__Fragmento de origen__:
○ ○ ○ ○
Cuando estuvo en pareja, Manuel vivió en el Barrio Las Piedritas. Se separó y chau, la debacle. “Empecé con el escabio. Me iba a cualquier lado y seguía así todos los días. Sin parar”.
En la calle casi pasa de largo. Entre risas, casi demostrando que es medio inmortal, Manuel se levanta la remera y muestra una cicatriz que le ha cambiado el mapa corporal. Tiene varias paradas y le recorre parte del pecho y también de la espalda. “Me apuñalaron con el cuello de botella de una cerveza. Tenía 18 años. Traición fue. Tábamos de ronda de escabio, qué sé yo, y bueno. Pum, pum, pum, se la dí. Mi viejo y mi vieja me mandan a dormir, qué se yo. Quería una cerveza más. Me voy a comprarla a la esquina y ni lo he visto... Me ha dao: taaaaa. Dos semanas estuve en el Centro de Salud, pero no morí”, un amigo con el que se peleó Manuel quiso asesinarlo.
Manuel conoce sus debilidades: “el faso, el cigarro, el alcohol. Estoy acá porque quiero sacarme los malos hábitos. Quiero una oportunidad”, sus ganas de cambiar son tan intensas que ya tuvo un premio. “La vi a mi mujer pasando con el carro con ripio, la saludé y no me dio vuelta la cara. Seguro me vio mejor”. En realidad, Manuel había saludado, haciéndose el galán, a su ex cuñada. Zafó.
En una boca con mucho aire y apenas un puñado dientes que bailan entre sí sin chocarse, el amigo gasista pide la oportunidad.
Cero pulgas
Habiendo cruzado no más de 10 palabras, entre un "sí, papá" y un "no, papá", le saco el timming a José. Su tono de voz, sus formas, no son precisamente las de un chico que no dispuso de oportunidades. De hecho, me cuenta que su caída coincidió con la separación de sus padres, hace nueve años.
○ ○ ○ ○
__Datos disponibles__:
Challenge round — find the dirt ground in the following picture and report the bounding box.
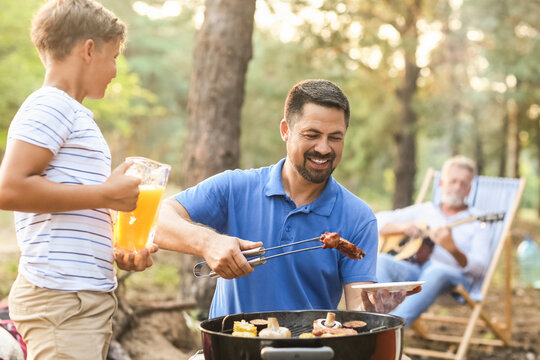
[112,220,540,360]
[0,214,540,360]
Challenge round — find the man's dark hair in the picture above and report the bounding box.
[284,79,351,127]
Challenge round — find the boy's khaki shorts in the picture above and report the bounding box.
[9,274,117,360]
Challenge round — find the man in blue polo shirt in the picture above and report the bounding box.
[155,80,410,318]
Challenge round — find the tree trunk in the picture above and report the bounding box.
[506,99,519,178]
[499,113,508,177]
[393,57,420,209]
[175,0,255,310]
[535,112,540,216]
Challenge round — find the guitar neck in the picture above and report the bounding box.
[448,215,478,228]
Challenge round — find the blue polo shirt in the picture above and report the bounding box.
[176,159,378,318]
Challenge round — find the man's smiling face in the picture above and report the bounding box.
[282,103,347,184]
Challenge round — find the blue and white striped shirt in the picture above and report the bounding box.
[8,87,117,291]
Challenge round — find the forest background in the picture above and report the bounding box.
[0,0,540,358]
[0,0,540,216]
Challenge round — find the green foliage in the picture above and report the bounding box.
[0,0,540,211]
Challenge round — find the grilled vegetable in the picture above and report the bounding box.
[232,320,257,337]
[259,317,291,338]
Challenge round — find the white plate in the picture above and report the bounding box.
[352,281,425,292]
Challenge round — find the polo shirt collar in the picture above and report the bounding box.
[264,158,338,216]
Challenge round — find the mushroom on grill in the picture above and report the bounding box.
[259,317,291,338]
[313,312,341,329]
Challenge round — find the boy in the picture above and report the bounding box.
[0,0,157,360]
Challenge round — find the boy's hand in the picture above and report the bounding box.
[102,161,141,211]
[114,244,159,271]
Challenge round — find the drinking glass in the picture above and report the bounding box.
[114,157,171,251]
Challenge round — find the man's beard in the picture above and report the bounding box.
[442,192,466,207]
[294,152,336,184]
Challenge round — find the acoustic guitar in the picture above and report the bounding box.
[379,213,504,265]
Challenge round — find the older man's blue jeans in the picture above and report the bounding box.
[377,254,471,327]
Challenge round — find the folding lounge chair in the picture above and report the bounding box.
[404,169,525,360]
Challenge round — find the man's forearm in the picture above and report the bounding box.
[154,198,215,256]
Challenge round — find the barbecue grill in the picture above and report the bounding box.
[193,310,405,360]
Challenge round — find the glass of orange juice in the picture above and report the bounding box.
[114,157,171,251]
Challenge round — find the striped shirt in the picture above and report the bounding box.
[8,87,117,291]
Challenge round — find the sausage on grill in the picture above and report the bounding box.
[321,232,366,260]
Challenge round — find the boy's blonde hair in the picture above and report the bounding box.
[31,0,127,60]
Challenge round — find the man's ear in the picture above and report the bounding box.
[82,39,96,62]
[279,119,289,141]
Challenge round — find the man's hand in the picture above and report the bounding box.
[429,226,467,267]
[114,244,159,271]
[204,234,262,279]
[360,286,422,314]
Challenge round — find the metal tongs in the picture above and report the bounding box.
[193,236,323,278]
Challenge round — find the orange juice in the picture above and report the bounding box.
[114,185,165,251]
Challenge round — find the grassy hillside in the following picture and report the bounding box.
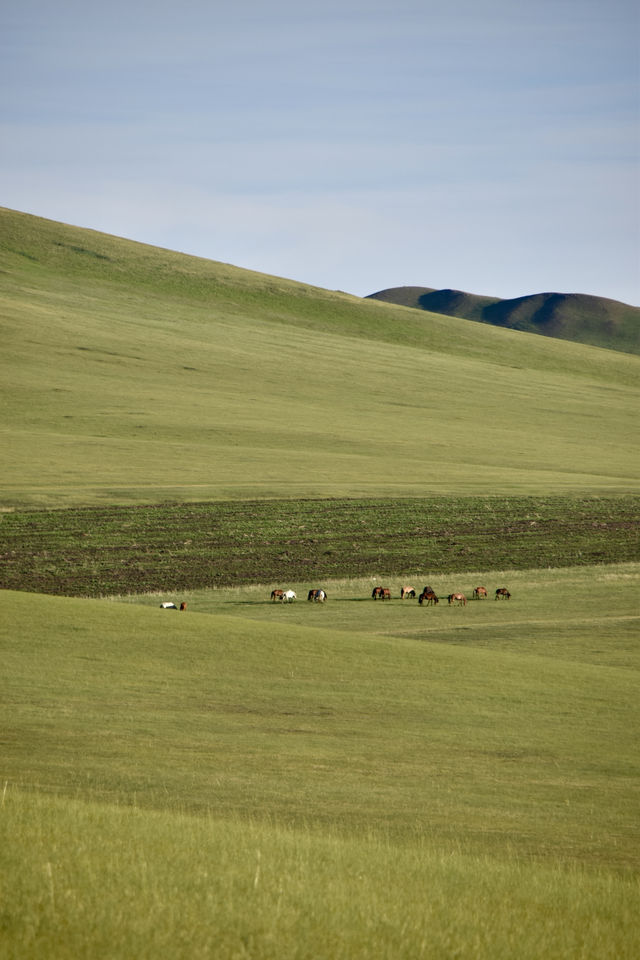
[0,564,640,960]
[0,210,639,507]
[371,287,640,354]
[5,565,640,867]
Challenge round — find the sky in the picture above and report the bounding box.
[0,0,640,305]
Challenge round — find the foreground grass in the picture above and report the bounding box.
[0,567,640,868]
[0,496,640,596]
[0,790,640,960]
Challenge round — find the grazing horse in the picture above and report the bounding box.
[418,589,439,607]
[447,593,467,607]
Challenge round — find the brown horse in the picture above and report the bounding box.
[418,590,438,607]
[447,593,467,607]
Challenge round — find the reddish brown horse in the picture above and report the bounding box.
[447,593,467,607]
[418,587,439,607]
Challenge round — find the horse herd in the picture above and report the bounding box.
[271,587,511,607]
[371,586,511,607]
[271,588,327,603]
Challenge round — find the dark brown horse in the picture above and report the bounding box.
[447,593,467,607]
[418,590,439,607]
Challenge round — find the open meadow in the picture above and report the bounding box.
[0,210,640,508]
[0,564,640,960]
[0,209,640,960]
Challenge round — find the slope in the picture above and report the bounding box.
[364,287,640,354]
[0,210,638,506]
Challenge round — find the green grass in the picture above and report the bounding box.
[0,791,639,960]
[0,211,639,507]
[0,496,640,596]
[0,564,640,960]
[0,210,640,960]
[2,565,638,866]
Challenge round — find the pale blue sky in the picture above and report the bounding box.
[0,0,640,304]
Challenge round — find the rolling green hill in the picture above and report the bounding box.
[0,209,640,508]
[371,287,640,354]
[0,564,640,960]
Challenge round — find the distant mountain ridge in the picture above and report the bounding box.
[366,287,640,354]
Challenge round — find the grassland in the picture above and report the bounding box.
[0,496,640,596]
[0,564,640,960]
[0,210,640,960]
[0,211,640,508]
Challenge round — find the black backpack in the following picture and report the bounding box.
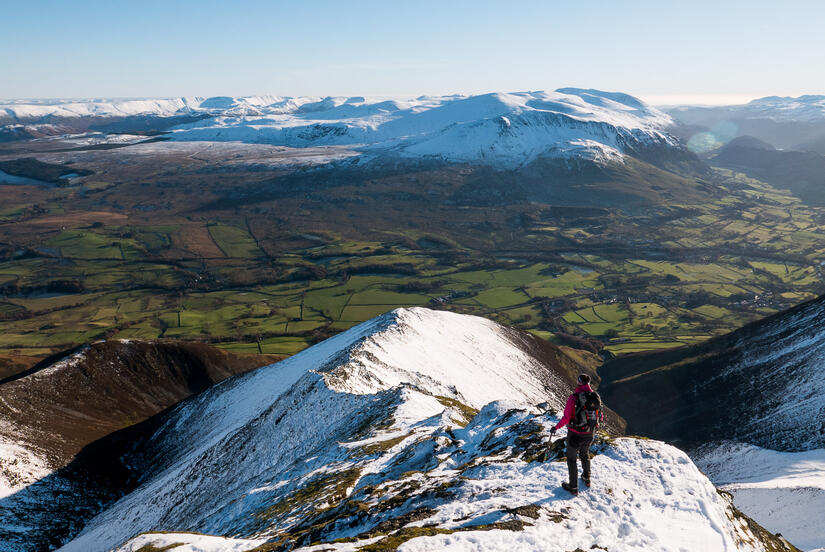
[568,391,602,433]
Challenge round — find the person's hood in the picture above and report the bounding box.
[573,383,593,393]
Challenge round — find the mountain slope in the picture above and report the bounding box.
[0,88,679,168]
[600,297,825,548]
[709,136,825,205]
[599,297,825,451]
[19,308,793,552]
[0,341,280,550]
[667,96,825,153]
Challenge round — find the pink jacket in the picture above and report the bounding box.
[554,383,593,434]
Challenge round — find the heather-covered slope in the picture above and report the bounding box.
[0,341,277,550]
[599,298,825,451]
[600,298,825,548]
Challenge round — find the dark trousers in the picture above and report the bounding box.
[567,431,593,488]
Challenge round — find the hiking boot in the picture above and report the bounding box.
[561,481,579,496]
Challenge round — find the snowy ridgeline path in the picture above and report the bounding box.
[53,308,793,552]
[109,402,790,552]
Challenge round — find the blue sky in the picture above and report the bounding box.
[0,0,825,103]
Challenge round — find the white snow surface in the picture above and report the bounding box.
[61,308,780,552]
[693,442,825,550]
[0,88,677,167]
[116,533,265,552]
[0,432,52,499]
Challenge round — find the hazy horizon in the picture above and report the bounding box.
[0,0,825,105]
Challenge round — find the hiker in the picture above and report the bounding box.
[550,374,602,495]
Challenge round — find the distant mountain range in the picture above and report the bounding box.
[0,88,677,168]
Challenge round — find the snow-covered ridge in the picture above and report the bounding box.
[0,88,676,167]
[48,308,788,552]
[693,442,825,550]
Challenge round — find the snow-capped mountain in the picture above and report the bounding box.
[0,308,794,552]
[600,297,825,548]
[0,88,677,168]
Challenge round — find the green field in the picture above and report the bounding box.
[0,166,825,355]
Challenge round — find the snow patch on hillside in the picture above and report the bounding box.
[115,533,266,552]
[694,443,825,550]
[0,440,52,500]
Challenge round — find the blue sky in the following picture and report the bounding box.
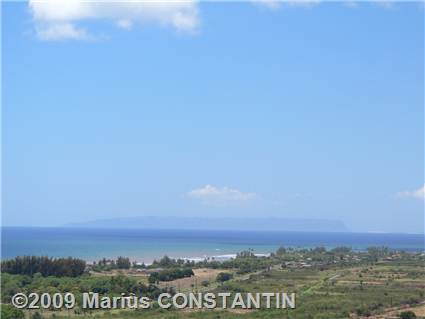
[2,1,424,233]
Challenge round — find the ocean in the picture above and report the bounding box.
[1,227,425,263]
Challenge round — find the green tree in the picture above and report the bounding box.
[216,272,233,282]
[399,310,416,319]
[0,304,25,319]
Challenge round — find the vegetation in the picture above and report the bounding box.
[1,247,425,319]
[216,272,233,282]
[400,310,416,319]
[0,305,25,319]
[1,256,86,277]
[149,268,194,284]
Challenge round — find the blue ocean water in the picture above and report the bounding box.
[1,227,424,262]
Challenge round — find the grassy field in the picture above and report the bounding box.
[9,258,425,319]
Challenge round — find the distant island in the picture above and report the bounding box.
[65,216,349,232]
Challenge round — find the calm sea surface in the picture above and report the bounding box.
[1,227,424,262]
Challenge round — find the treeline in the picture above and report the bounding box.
[90,256,131,271]
[1,256,86,277]
[149,268,195,283]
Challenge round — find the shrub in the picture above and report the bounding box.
[216,272,233,282]
[399,310,416,319]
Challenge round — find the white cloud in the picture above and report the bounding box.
[397,185,425,200]
[29,0,199,40]
[187,185,257,206]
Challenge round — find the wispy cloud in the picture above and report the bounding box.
[397,185,425,200]
[187,185,257,206]
[28,0,200,40]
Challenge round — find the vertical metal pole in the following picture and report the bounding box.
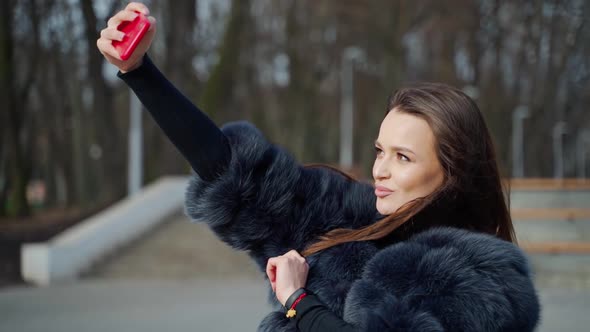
[512,106,529,178]
[127,91,143,196]
[553,121,567,179]
[576,129,590,179]
[340,46,364,170]
[340,56,354,170]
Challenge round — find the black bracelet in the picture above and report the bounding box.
[283,288,307,310]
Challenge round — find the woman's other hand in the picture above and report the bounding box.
[266,250,309,305]
[96,2,156,73]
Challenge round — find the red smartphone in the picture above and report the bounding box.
[113,13,150,60]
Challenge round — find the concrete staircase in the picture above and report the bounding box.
[511,179,590,289]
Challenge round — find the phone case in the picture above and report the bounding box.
[113,14,150,60]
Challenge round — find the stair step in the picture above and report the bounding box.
[518,241,590,255]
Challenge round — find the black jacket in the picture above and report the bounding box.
[186,122,540,332]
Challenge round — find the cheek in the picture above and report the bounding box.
[394,166,438,198]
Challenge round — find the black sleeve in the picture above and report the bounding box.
[295,295,359,332]
[117,55,231,181]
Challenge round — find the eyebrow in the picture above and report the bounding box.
[375,140,416,155]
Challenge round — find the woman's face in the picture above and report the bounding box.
[373,108,444,215]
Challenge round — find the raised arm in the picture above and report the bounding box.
[97,3,231,181]
[97,3,377,270]
[118,55,231,181]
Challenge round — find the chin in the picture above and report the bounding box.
[377,198,397,216]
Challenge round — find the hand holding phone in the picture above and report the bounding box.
[113,12,150,60]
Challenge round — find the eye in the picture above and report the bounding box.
[375,147,383,157]
[397,153,410,161]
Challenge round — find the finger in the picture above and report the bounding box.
[125,2,150,16]
[266,257,277,281]
[107,10,138,29]
[100,28,125,41]
[96,38,121,60]
[148,16,156,31]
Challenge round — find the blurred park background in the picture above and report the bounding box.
[0,0,590,331]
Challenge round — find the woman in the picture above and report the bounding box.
[97,3,539,331]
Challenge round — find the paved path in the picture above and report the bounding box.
[0,279,270,332]
[0,279,590,332]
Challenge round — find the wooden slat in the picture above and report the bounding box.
[503,178,590,190]
[510,208,590,220]
[519,242,590,254]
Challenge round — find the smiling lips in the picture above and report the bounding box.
[375,186,393,198]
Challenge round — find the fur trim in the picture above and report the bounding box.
[344,228,540,332]
[185,122,540,332]
[185,121,379,267]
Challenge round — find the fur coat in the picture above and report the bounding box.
[185,122,540,332]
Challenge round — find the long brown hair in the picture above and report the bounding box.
[302,83,516,256]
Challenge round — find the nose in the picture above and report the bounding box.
[373,159,391,180]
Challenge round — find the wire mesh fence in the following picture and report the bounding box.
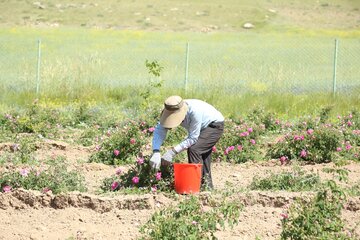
[0,35,360,94]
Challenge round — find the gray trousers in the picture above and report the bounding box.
[187,122,224,190]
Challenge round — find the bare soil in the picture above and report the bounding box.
[0,141,360,240]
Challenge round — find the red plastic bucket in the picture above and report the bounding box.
[174,163,202,194]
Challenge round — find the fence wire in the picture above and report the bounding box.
[0,35,360,94]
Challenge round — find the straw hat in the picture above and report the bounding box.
[160,96,188,128]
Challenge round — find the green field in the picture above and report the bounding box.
[0,0,360,116]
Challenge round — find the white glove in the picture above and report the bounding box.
[150,152,161,169]
[162,149,176,162]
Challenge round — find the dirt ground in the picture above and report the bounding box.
[0,142,360,240]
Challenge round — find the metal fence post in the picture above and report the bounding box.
[36,39,41,95]
[333,39,339,97]
[185,43,189,94]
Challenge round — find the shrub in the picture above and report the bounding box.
[247,108,280,131]
[0,157,86,194]
[249,168,320,192]
[213,120,263,163]
[90,120,150,165]
[0,135,37,165]
[267,127,340,163]
[140,196,241,239]
[101,157,174,192]
[281,180,355,240]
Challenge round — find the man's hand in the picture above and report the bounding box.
[162,149,176,162]
[150,152,161,169]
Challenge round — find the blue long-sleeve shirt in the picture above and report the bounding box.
[152,99,224,153]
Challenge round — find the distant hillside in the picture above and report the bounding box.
[0,0,360,32]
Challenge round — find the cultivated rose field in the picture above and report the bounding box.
[0,101,360,239]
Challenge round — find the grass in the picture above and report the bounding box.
[0,0,360,32]
[0,28,360,98]
[0,0,360,115]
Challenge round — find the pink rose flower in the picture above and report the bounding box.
[115,168,122,175]
[111,181,119,191]
[114,149,120,157]
[132,176,140,184]
[136,158,144,165]
[151,186,157,192]
[211,146,217,152]
[280,156,288,165]
[3,185,11,192]
[20,168,29,177]
[306,129,314,135]
[155,172,161,181]
[300,149,307,158]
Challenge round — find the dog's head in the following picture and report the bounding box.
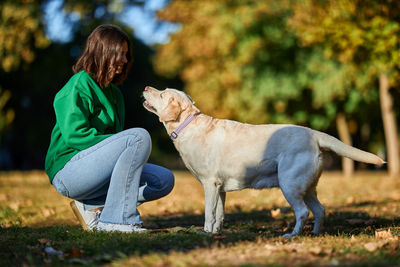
○ ○ ○ ○
__Consigna A__:
Responde estas preguntas según la crónica sobre Manuel y José:
(i) ¿En qué barrio vivió Manuel cuando estuvo en pareja?
(ii) ¿Cuánto tiempo estuvo Manuel en el Centro de Salud después de que lo apuñalaron?
(iii) ¿Hace cuántos años se separaron los padres de José?
__Consigna B__: Prolonga la crónica sobre Manuel y José a partir de su última oración.
Los ítems no guardan relación con la crónica sobre Manuel y José.

__Respuesta final A__:
(i) En el Barrio Las Piedritas.
(ii) Dos semanas.
(iii) Hace nueve años.

__Respuesta final B__:
De todos sus hermanos, el único que está a la deriva es él. Uno es dueño de una concesionaria de autos, uno es boxeador y el resto estudia.
José es de pocas pulgas, lo confiesa. Tiene problemas de ira. No sabe controlarse cuando lo provocan. “No soy violento, pero no me gusta que me quieran gastar y pasar por encima”. La calle no es la de antes, le agrega después José a su declaración.
“Antes te invitaban a pelear y era mano a mano. Ahora no sabés con qué te pueden salir. La calle no es segura para nadie, hasta te roban”, cuenta este chico de 29 años cuyo deseo es salir del infierno. Dio su paso. Cortó con la falopa. Hace un año y medio que está limpio.
En el índice de las macanas que se mandó, José menciona: “lo peor que hice fue robar. Tengo dos causas, una por robo agravado y otra por robo con escalamiento. Robé en sano, pero fui a robar porque me quería drogar. Estuve dos meses en cana y después una semana”.
Generalmente, el vagabundo no suele moverse solo. José, en cambio, lo prefiere. “Duermo donde nadie pueda encontrarme, digamos. Un día antes de entrar al albergue estuve en la casa blanca abandonada que está frente a Santos Discépolo.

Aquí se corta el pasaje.